### RECORDS FOR THIS EXERCISE
◇ ◇ ◇ ◇
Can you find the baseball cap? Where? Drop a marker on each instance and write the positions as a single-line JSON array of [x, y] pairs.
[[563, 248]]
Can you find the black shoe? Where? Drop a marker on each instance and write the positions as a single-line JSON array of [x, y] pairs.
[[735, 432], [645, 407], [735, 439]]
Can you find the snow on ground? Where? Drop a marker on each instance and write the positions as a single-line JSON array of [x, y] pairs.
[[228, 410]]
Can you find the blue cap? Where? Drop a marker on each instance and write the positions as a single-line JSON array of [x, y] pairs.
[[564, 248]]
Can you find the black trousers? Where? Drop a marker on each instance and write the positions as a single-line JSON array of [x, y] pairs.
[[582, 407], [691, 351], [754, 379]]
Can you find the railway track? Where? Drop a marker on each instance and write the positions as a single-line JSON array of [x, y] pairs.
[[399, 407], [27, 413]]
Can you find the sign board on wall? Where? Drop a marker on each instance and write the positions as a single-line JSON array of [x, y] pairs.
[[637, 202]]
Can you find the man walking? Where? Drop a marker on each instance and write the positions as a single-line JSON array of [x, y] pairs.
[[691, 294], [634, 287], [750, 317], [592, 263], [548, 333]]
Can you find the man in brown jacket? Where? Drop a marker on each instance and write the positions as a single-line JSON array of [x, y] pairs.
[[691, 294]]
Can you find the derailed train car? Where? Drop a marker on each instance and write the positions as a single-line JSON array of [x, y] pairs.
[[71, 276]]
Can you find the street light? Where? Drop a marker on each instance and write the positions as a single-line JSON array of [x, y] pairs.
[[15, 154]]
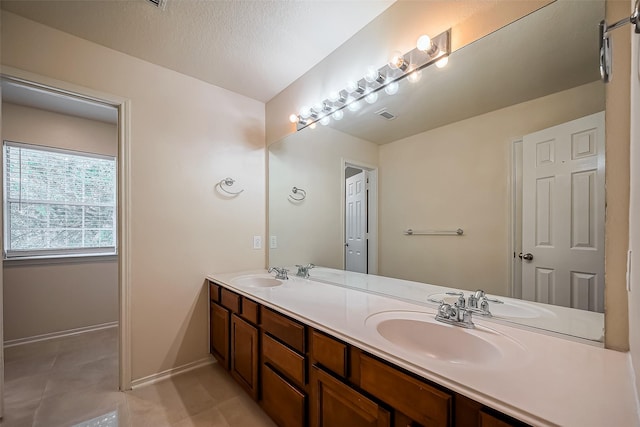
◇ ◇ ◇ ◇
### SHORT TASK
Print every record above word for word, leaving out the pictures.

### TASK RESPONSE
Can you find the baseball cap? Where? Drop a marker on each instance and write the positions as a single-line JSON array of [x, y] pairs.
[[563, 248]]
Can you find the black shoe? Where? Drop a marker on each instance and write the positions as a single-line JSON array of [x, y] pairs.
[[735, 432], [645, 407], [735, 439]]
Can you find the snow on ground? Where? Drop a marker on each instance and write the positions as a single-line JSON array of [x, y] pairs.
[[228, 410]]
Can you find the blue cap? Where? Drop a marker on each instance and write the positions as a single-line JSON array of [x, y] pairs.
[[564, 248]]
Can you find the black trousers? Where? Drop a marker on each instance and write the positions as a single-line JSON array of [x, y] pairs.
[[582, 407], [691, 351], [754, 379]]
Can you find the railway track? Where? Drop a marker on each instance and write the positions as a single-line JSON array of [x, y] pairs.
[[399, 407], [27, 413]]
Can you find the sign board on wall? Where? Drop a marker on each instance and write the positions as a single-line JSON array of [x, y] pairs.
[[637, 202]]
Can you find the man walking? Where? Drop a marker on each instance and write the positions as a single-line JSON array of [x, y] pairs.
[[691, 294], [634, 287], [750, 317], [592, 263], [548, 333]]
Can you find the man in brown jacket? Where? Drop a marker on each instance and write the positions as a single-line JSON array of [x, y] pairs.
[[691, 294]]
Can you find the derailed train car? Where? Drop a marker on each instance and write the positions as a single-line JSON array of [x, y] pairs.
[[71, 276]]
Can you find the street light? Where? Drop a marker on each instance and write the positions as a single-line JSON array of [x, y] pairs.
[[15, 154]]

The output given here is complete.